#### [SHORT PROBLEM]
Please copy the stretch below from the line containing "Annotation spec v3.2 — id badge photo: box" through the end of the items, both ends included, without any change. Leave the pictures out of your answer.
-- BEGIN MATERIAL PROVIDED --
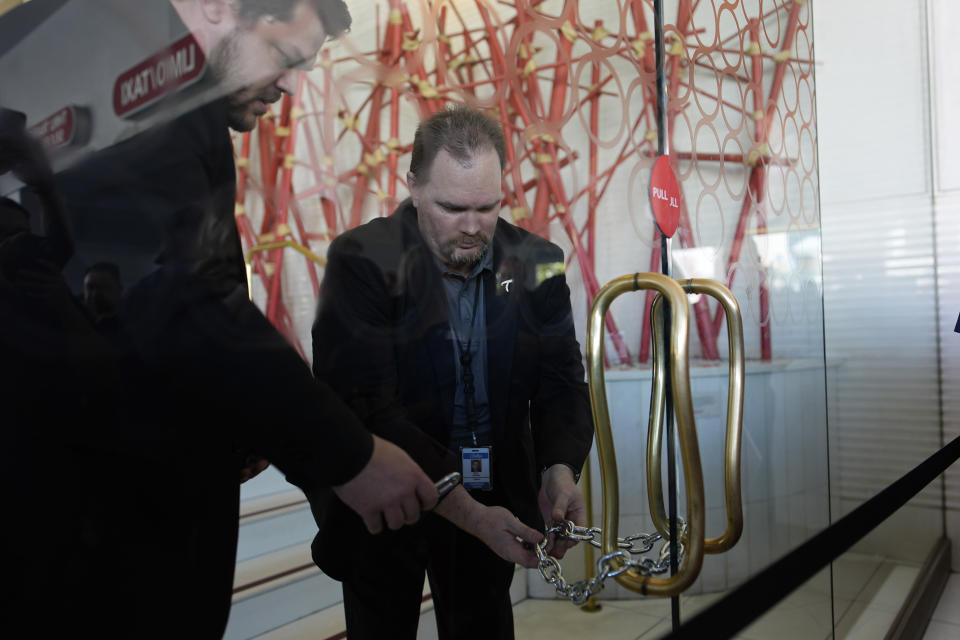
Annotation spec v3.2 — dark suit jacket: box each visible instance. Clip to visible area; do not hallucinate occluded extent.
[44,103,373,637]
[313,200,593,577]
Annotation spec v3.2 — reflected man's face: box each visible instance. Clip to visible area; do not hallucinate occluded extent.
[210,2,326,131]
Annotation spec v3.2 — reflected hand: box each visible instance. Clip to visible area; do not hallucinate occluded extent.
[470,506,543,569]
[537,464,587,558]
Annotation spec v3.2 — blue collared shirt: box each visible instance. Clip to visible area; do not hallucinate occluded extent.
[438,247,493,451]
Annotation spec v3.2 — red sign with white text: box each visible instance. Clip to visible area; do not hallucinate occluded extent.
[27,105,90,151]
[650,156,680,238]
[113,34,206,117]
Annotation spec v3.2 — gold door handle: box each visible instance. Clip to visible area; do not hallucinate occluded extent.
[587,273,705,596]
[647,278,745,554]
[243,240,327,300]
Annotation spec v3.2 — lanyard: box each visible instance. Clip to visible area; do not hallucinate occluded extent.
[450,274,483,447]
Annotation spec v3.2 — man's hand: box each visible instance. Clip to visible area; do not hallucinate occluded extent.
[537,464,587,558]
[434,486,543,569]
[333,436,437,534]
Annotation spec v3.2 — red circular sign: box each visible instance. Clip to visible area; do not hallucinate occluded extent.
[650,156,680,238]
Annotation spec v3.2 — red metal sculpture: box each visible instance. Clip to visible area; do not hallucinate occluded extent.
[237,0,813,365]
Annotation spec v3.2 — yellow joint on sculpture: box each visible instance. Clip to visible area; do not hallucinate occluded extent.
[417,80,440,99]
[537,262,565,286]
[510,207,530,222]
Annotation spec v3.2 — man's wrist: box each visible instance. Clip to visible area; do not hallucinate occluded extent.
[540,462,580,484]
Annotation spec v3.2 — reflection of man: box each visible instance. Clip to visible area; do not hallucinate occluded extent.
[27,0,436,637]
[83,262,123,326]
[312,109,592,638]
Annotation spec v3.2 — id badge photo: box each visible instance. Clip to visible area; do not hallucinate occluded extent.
[460,447,493,491]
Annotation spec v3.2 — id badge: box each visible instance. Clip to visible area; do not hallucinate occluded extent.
[460,447,493,491]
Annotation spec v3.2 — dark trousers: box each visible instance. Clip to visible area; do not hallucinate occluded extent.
[343,514,514,640]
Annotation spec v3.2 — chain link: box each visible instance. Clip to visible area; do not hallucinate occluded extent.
[535,518,687,605]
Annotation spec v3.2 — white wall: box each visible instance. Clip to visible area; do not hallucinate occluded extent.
[815,0,960,566]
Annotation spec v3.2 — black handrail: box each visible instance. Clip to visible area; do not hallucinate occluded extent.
[667,437,960,639]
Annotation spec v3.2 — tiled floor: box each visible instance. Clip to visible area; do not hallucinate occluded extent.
[923,573,960,640]
[249,554,960,640]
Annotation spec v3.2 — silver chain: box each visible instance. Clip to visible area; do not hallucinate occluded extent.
[535,518,687,605]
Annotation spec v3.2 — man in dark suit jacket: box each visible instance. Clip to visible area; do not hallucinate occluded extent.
[0,0,437,638]
[311,108,592,639]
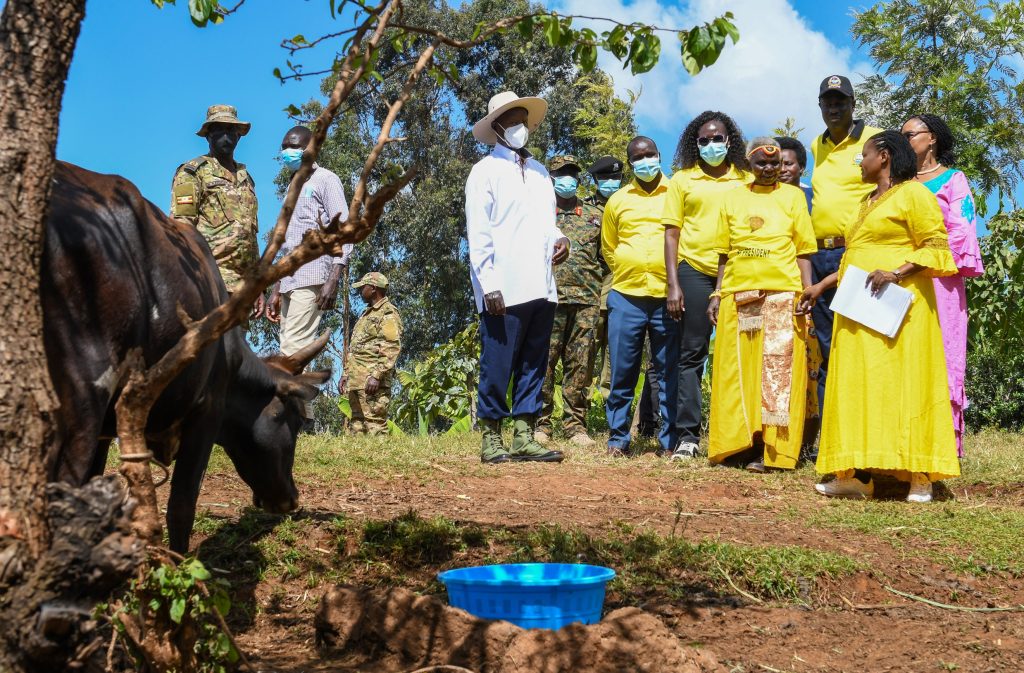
-- END MATERIAL PROVIDED --
#### [WRITTEN SOLUTION]
Annotation spec v3.2 — id badge photo: box each visible instance. Clip to visible area; do not hallucinate occluded extent.
[460,447,493,491]
Annotation spec v3.2 — id badge: box each visible instance. Clip to visible area; do not hallucinate occluded extent.
[460,447,493,491]
Annotation spec v3.2 — dark trousers: box each visible instance. Clip to visible area; do not hallucinate occluded extent.
[343,514,514,640]
Annotation spec v3.2 — chain link: box each visible instance. Clip to visible area; do not hallucinate occluded extent.
[535,518,687,605]
Annotation spec v3.2 — white wall: box each visible instance. Clip to visible area; do not hallucinate occluded extent.
[815,0,960,566]
Annotation spec v3.2 — black handrail: box each visible instance. Clip to visible area; do not hallucinate occluded extent.
[667,437,960,639]
Annotation spec v3.2 — tiled floor: box each visible instance. Clip to visible area; do not hallucinate occluded extent.
[923,573,960,640]
[249,554,960,640]
Annotation spec v3.2 — silver chain: box each visible instance. Clip to visible area; do not hallucinate occluded extent.
[535,518,687,605]
Annotation spec v3.2 — man in dark suit jacket: box each visible instance. Clip to visible area; do not hallucinate occluded extent.
[0,0,437,638]
[311,108,592,639]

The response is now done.